== Provided passage

About this time every year, when spring sparks life all around, humankind gets busy as well. We are found celebrating, remembering, crusading – and taking it to the streets, as was the case Saturday, April 29, in Washington, DC. The People’s Climate March brought 200,000 activists to swelter in global warming-style heat in the swamp, where they called out the deniers and demanded action. The march originated in New York City in 2014, but carried a particular urgency this year.

With the temperature at a record 91 degrees, 200,000 people marched in Washington on April 29. (Photo by Astrid Riecken/Getty Images)
Just last week we celebrated Earth Day, first observed in 1970, and thousands more filled the streets across the nation to “March for Science,” and specifically the science that helps us protect the planet that sustains us. Friday, April 28, was Arbor Day, celebrating trees, and these living reminders of our bond to the Earth. Through photosynthesis, the trees yield oxygen for us and absorb the carbon dioxide that otherwise would degrade our atmosphere, and threaten life.
We live in a Green House, and our life depends on it. We are reminded of its splendor each year at this time. The air is moist with the stuff of life. We breathe deep and find renewal in the rebirth of the Earth. We try to reach beyond the bonds that hold us to this fragile planet, as the Christians do with Easter, as the Jews do with Passover, as Muslim sufi mystics and early pagans did with rebirths like Ishtar, or the Egyptian Horas. The spring equinox has always been a time of spiritual, as well as physical, renewal.
Thus, it’s not surprising that the last Saturday in April is designated “World Tai Chi and Qigong Day,” also celebrated as “World Healing Day,” when people all over the world spend an hour or two in group energy transference, through Taoist meditation, internal martial arts, and therapeutic breathing exercises. There are natural hazards this time of year with these outdoor exercises, as deep breathing may be interrupted by an assault of pollen and a sneezing attack. But being mindful brings qi energy to absorb the pollen and restore inner balance.
Ah, spring. It is a season that inspired the now ritual “Take Your Daughters and Sons to Work Day,” the fourth Thursday of April, April 27 this year. The Ms Foundation for Women concocted the event – originally just for daughters – to empower girls to excel in their eventual workplaces. The first celebration was in 1993, and I remember how some feared that the labor movement’s embrace of the event would overshadow a seminal marker in labor’s history, Workers Memorial Day.
The AFL-CIO designated April 28 as Workers Memorial Day in 1972, when unions also were successfully pushing Congress and the Nixon Administration to create the Occupational Safety and Health Administration. Each year since, the federation has demonstrated the need for new standards to protect workers on the job, even as each year the business lobby successfully fended off new standards and regulations to protect workers’ safety and health.

====

### Task A
In the passage on spring observances, rewrite the text from "Just last week" up to and including "and threaten life.", swapping "Arbor Day" for "Tree Day".
### Task B
Which groups does the passage on spring observances name as reaching beyond the bonds that hold us to this fragile planet?
### Task C
According to the passage on spring observances, in what year did the AFL-CIO designate April 28 as Workers Memorial Day?
Rely only on the passage on spring observances for what follows.

== Data to examine

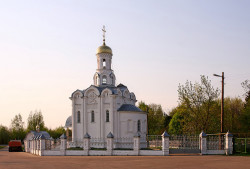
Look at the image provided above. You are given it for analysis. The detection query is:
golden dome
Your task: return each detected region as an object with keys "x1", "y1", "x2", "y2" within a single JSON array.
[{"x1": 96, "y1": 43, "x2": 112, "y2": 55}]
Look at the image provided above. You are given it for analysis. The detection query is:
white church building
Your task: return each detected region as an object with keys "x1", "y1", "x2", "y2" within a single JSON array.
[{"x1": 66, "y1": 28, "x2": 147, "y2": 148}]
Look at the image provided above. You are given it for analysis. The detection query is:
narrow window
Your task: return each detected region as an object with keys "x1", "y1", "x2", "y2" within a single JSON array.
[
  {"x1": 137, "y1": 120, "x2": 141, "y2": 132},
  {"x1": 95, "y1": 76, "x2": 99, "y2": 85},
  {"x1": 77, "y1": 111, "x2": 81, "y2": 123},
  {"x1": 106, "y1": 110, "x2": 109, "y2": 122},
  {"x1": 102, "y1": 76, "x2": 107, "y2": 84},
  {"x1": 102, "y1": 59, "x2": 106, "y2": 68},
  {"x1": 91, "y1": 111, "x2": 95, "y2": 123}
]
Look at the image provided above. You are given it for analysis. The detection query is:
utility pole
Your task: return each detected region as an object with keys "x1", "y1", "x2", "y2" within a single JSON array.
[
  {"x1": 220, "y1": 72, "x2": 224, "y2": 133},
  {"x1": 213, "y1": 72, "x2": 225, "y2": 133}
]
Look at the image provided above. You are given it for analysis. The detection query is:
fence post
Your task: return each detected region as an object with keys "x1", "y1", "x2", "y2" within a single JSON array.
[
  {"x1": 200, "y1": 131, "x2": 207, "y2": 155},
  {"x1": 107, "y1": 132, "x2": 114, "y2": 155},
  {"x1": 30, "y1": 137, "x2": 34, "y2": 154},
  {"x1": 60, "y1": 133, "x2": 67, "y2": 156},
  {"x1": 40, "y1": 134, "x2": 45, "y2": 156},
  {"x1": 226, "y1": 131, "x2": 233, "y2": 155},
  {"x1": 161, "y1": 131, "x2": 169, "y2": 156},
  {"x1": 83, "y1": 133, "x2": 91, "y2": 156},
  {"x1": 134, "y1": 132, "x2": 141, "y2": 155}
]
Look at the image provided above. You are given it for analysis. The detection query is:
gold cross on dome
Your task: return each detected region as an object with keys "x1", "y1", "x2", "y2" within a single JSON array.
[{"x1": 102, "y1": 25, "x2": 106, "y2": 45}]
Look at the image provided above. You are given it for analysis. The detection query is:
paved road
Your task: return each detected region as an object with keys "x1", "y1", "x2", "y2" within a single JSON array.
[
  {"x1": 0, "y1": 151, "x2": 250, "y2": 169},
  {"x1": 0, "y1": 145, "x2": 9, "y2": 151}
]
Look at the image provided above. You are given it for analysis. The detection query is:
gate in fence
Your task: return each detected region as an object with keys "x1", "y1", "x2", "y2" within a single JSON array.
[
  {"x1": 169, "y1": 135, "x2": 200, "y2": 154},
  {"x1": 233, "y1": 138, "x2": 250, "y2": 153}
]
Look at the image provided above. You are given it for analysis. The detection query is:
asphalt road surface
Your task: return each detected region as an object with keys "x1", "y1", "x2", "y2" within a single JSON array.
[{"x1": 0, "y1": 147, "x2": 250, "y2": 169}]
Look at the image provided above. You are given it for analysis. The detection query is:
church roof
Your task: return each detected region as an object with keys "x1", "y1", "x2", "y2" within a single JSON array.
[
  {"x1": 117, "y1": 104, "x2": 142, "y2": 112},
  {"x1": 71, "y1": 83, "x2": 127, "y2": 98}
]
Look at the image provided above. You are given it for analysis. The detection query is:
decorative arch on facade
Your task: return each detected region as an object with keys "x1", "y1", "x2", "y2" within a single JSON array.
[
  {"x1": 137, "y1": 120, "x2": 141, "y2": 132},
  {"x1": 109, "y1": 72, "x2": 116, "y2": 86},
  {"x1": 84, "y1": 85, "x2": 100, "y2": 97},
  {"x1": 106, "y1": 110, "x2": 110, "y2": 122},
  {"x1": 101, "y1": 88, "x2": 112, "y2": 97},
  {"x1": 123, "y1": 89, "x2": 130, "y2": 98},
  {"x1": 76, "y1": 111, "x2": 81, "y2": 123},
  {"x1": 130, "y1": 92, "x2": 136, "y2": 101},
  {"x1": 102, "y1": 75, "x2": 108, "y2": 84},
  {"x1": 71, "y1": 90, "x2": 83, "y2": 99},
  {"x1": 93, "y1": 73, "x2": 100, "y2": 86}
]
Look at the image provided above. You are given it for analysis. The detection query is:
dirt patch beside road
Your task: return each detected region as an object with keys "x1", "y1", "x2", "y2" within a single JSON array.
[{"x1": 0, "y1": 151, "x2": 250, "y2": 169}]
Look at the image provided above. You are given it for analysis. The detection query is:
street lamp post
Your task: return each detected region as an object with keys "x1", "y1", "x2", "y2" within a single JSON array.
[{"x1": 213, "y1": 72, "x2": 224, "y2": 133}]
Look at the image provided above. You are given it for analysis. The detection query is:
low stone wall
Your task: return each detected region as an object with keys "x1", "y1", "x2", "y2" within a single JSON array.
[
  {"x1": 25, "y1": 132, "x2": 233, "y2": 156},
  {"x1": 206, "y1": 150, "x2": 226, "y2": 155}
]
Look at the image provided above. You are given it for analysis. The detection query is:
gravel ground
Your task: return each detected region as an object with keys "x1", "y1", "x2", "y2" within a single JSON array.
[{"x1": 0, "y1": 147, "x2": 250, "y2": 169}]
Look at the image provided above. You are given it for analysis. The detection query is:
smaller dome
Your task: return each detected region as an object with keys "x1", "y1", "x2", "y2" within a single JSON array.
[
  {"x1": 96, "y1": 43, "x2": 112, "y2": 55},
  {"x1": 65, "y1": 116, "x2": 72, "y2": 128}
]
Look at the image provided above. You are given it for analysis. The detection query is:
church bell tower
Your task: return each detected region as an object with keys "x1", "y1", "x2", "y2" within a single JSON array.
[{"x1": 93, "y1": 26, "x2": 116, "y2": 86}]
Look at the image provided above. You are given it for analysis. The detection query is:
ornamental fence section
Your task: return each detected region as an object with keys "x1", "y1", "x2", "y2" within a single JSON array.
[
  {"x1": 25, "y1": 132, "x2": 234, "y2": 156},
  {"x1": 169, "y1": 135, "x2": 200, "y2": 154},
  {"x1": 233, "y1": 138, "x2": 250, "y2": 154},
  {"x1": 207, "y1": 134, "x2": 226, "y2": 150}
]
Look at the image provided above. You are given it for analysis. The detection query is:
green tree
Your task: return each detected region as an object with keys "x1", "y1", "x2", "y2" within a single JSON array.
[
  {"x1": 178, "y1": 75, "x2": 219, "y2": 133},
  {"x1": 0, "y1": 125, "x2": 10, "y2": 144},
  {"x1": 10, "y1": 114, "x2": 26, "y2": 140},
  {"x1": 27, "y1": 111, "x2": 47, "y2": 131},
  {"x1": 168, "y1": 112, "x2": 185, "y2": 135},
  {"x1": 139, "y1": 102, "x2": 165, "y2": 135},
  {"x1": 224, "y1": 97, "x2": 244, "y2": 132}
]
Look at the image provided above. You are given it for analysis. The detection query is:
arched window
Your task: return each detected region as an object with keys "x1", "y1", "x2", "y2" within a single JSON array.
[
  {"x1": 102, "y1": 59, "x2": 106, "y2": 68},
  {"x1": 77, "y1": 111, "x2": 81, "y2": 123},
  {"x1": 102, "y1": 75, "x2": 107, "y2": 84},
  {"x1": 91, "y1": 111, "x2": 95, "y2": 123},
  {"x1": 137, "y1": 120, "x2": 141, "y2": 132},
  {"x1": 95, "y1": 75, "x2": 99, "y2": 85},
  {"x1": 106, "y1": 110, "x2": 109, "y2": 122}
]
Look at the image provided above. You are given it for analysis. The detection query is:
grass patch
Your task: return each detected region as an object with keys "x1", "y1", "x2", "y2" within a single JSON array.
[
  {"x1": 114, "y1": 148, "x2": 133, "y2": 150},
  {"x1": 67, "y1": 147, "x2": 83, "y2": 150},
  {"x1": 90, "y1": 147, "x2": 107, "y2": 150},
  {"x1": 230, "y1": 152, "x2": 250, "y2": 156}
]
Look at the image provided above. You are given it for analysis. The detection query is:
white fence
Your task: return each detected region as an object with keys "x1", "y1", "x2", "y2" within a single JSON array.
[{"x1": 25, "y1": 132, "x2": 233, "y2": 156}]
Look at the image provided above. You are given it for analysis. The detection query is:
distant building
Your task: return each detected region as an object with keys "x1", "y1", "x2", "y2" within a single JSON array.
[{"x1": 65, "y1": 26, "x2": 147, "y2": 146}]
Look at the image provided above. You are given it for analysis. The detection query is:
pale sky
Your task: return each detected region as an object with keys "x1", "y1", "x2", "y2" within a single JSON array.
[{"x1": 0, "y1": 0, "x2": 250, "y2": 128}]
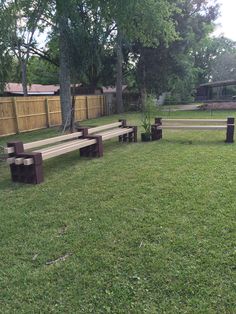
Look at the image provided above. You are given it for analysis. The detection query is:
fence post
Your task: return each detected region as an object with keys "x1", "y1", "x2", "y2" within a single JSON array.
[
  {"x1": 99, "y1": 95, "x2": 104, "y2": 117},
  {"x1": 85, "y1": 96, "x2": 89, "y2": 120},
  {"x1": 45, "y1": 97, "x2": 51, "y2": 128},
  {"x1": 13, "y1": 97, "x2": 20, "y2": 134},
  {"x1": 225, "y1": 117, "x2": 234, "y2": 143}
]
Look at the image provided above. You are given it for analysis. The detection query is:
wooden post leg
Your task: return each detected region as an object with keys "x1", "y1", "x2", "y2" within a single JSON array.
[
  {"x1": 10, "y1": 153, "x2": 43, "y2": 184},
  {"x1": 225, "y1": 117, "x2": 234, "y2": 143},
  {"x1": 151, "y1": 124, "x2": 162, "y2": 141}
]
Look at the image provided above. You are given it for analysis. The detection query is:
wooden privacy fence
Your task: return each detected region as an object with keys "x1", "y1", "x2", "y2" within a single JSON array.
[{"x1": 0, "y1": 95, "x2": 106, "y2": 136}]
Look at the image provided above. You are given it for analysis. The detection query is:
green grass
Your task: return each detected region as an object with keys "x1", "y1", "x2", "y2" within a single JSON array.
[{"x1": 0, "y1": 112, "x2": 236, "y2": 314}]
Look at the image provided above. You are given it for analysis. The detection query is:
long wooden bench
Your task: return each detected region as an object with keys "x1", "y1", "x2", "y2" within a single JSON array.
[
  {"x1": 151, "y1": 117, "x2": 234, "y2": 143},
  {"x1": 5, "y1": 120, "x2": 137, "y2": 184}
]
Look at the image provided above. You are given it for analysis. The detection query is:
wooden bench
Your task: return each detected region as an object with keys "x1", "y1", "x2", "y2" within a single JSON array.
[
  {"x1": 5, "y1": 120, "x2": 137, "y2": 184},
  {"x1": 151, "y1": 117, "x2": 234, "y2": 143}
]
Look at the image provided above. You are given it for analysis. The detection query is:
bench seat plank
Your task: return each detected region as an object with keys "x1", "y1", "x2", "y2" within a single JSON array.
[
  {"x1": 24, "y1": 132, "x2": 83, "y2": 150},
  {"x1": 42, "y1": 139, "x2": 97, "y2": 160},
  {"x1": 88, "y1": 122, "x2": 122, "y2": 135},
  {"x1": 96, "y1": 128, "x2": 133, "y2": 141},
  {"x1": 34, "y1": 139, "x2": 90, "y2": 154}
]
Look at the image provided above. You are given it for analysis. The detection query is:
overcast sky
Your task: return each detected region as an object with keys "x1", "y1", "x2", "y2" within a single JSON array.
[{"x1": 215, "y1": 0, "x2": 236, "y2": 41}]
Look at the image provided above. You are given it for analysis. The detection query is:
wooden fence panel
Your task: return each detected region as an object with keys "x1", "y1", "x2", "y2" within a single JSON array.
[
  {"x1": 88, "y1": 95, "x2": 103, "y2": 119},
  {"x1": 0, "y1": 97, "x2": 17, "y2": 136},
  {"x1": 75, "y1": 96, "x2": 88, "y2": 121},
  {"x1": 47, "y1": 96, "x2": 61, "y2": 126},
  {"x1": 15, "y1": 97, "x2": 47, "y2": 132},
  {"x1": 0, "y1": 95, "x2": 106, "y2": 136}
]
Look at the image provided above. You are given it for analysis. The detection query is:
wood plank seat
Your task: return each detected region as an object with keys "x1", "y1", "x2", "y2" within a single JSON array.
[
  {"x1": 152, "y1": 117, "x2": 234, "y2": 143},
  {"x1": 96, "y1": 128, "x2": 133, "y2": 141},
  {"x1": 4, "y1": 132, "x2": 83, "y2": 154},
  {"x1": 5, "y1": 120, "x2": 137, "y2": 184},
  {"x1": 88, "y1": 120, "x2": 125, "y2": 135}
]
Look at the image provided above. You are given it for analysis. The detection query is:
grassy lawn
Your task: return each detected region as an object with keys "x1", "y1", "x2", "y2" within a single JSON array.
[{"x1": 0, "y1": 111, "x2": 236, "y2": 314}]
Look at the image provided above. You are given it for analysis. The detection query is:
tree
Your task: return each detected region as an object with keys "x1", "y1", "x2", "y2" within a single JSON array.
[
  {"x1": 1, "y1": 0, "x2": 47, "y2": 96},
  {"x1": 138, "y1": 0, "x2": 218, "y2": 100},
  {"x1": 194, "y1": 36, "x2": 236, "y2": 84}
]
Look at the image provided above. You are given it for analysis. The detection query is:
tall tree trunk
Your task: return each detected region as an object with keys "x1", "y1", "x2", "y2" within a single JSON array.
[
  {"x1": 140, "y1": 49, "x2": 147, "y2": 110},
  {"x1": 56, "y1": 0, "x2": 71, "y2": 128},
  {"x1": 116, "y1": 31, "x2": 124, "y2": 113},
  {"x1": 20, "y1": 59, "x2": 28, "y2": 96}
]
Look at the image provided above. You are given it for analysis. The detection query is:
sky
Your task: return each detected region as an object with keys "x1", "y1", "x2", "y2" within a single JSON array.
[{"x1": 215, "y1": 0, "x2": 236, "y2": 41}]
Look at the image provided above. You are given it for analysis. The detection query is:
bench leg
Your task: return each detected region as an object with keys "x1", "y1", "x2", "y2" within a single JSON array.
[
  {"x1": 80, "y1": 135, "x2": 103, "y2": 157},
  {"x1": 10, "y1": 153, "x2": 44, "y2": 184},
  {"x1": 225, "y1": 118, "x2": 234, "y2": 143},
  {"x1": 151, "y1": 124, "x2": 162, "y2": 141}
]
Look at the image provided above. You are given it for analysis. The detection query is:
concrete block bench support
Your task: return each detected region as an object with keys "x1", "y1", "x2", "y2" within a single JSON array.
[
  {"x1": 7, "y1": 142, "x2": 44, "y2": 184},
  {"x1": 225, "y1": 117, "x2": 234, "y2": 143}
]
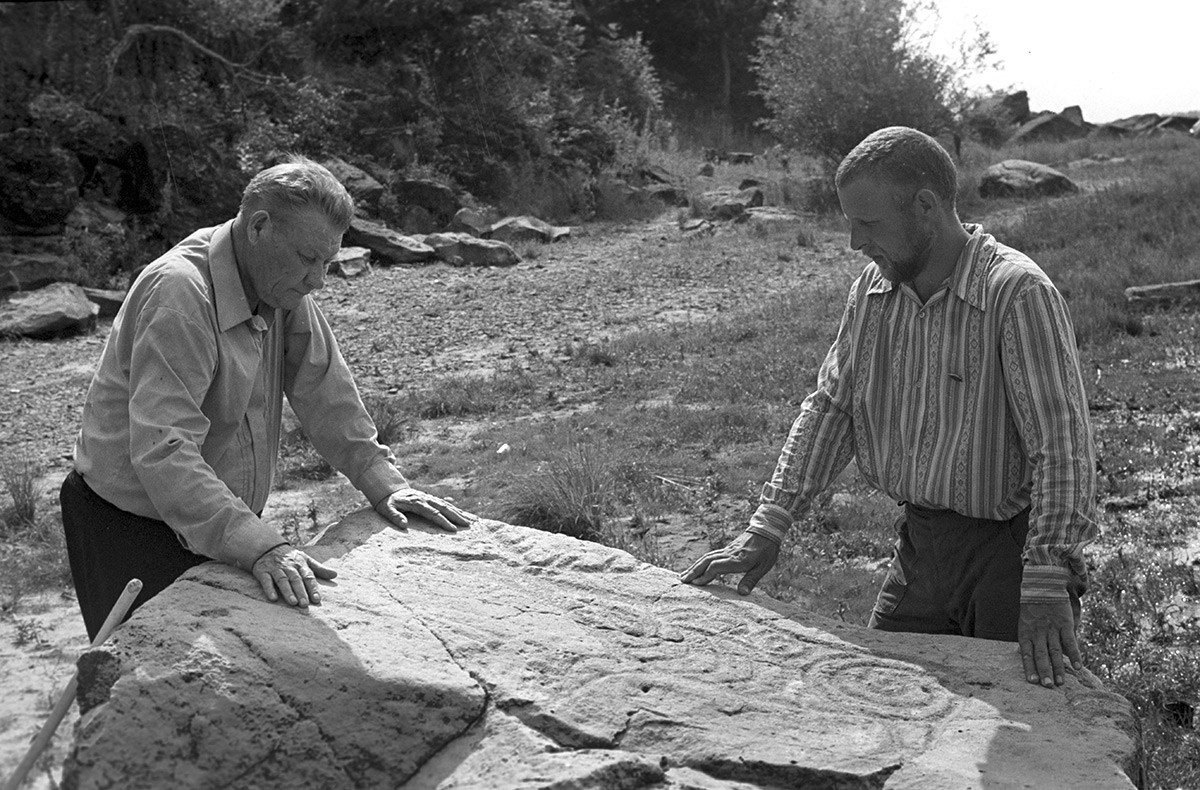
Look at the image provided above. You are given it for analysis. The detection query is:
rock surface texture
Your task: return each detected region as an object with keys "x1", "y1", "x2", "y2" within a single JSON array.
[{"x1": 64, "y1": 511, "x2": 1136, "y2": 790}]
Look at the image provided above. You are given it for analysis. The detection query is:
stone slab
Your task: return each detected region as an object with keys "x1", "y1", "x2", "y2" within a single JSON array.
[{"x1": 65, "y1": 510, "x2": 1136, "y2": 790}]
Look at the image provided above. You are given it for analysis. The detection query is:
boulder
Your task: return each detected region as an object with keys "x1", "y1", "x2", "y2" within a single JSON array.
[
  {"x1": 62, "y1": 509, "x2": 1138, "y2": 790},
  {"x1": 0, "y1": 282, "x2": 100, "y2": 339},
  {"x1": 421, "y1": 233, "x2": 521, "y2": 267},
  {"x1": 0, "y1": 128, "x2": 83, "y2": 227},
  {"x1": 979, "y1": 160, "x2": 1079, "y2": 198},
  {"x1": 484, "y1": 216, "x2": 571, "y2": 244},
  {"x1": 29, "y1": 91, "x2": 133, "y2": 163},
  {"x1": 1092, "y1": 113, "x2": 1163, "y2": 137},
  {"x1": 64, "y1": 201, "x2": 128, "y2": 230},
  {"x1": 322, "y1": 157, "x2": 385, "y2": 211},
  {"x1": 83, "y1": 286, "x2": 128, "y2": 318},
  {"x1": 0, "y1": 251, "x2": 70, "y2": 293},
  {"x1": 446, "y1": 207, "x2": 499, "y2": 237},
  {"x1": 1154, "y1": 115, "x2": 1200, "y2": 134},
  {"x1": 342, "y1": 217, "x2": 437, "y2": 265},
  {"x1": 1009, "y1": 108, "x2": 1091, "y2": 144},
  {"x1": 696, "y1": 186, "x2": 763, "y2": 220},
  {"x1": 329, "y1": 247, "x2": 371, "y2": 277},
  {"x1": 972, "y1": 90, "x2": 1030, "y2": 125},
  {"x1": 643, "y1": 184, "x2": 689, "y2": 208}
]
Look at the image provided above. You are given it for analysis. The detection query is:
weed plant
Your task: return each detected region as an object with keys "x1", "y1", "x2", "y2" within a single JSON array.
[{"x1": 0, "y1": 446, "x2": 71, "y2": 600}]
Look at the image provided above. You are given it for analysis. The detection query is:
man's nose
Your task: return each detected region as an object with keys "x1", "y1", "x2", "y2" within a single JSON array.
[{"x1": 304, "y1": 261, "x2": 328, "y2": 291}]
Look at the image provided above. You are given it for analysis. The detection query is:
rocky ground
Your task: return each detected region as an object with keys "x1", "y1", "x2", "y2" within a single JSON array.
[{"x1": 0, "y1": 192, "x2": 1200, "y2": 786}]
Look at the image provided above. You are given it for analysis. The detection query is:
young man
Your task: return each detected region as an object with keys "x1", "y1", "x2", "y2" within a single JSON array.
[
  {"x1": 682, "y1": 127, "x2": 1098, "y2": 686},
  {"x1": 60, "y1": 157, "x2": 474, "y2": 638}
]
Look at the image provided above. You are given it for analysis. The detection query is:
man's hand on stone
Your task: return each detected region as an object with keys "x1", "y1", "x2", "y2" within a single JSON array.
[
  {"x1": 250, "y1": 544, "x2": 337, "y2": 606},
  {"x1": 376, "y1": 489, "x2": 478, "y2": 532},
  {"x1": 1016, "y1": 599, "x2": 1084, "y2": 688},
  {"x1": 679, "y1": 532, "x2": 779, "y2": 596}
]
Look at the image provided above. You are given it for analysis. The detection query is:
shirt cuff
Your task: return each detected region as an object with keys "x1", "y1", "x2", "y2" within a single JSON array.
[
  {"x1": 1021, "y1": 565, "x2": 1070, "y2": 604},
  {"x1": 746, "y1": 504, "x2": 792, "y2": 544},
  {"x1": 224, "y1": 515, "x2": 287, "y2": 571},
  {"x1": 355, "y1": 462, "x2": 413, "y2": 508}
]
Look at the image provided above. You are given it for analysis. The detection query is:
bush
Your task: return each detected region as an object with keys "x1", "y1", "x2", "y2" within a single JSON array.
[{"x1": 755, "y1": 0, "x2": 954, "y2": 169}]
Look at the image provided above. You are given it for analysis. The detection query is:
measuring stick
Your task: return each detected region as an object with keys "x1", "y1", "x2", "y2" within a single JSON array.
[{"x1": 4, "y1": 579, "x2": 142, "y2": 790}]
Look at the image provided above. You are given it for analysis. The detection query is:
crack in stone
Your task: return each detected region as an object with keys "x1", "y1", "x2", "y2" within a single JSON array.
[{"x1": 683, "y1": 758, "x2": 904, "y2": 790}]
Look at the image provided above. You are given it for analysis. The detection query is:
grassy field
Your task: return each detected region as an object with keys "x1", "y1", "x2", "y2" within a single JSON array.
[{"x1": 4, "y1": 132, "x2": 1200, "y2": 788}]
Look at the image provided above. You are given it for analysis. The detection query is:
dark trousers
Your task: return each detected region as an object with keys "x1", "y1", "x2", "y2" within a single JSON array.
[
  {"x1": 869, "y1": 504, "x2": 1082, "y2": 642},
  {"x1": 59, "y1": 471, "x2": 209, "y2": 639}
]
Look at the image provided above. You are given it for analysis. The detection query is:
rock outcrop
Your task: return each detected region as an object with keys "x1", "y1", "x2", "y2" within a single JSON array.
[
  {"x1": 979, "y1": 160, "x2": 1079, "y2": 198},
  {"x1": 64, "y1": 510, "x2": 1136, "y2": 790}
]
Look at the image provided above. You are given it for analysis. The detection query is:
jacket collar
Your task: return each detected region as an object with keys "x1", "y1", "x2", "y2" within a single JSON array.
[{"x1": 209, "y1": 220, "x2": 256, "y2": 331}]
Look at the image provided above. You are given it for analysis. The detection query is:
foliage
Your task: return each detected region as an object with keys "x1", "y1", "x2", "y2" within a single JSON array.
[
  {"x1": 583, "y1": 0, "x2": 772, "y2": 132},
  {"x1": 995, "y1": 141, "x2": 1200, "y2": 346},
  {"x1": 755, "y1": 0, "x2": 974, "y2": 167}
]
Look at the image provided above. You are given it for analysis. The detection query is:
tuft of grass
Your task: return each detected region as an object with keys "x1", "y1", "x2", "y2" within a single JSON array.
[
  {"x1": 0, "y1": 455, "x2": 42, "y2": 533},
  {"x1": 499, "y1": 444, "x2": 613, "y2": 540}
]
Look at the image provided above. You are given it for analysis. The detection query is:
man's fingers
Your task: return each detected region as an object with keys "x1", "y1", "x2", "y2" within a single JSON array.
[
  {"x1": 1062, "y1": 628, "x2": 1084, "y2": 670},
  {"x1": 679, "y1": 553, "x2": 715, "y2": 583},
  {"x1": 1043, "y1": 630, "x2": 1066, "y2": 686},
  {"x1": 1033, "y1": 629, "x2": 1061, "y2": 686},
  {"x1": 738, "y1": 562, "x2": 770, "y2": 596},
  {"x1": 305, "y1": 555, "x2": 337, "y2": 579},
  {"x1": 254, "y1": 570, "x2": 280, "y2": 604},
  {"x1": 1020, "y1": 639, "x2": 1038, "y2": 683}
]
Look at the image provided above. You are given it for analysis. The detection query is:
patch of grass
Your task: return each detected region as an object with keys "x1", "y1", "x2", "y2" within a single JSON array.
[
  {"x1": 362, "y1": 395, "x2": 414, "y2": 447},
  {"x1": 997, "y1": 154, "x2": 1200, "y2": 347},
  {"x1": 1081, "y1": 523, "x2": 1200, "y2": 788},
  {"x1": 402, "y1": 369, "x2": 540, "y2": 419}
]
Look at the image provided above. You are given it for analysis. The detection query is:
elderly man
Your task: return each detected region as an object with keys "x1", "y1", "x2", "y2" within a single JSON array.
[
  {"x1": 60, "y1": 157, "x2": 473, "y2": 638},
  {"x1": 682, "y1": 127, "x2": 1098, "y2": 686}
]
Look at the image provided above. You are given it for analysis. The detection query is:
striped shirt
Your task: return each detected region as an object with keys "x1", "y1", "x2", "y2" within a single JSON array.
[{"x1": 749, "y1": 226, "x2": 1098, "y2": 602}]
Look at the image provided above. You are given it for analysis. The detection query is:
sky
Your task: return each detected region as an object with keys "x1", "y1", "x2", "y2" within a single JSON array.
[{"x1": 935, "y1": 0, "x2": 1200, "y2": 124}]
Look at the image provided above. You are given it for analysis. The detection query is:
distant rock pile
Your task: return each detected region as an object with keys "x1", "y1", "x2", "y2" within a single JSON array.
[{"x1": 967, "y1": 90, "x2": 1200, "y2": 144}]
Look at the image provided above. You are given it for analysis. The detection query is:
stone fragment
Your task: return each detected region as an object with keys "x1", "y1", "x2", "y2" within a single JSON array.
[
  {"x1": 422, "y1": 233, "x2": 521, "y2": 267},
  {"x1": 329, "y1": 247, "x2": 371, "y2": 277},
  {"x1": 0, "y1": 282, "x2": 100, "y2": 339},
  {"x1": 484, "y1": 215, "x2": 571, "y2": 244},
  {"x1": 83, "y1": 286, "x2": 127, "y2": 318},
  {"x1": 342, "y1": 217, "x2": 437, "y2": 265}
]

====

### Task solution A
Just last week we celebrated Earth Day, first observed in 1970, and thousands more filled the streets across the nation to “March for Science,” and specifically the science that helps us protect the planet that sustains us. Friday, April 28, was Tree Day, celebrating trees, and these living reminders of our bond to the Earth. Through photosynthesis, the trees yield oxygen for us and absorb the carbon dioxide that otherwise would degrade our atmosphere, and threaten life.

### Task solution B
Christians, Jews, Muslim sufi mystics, and early pagans

### Task solution C
1972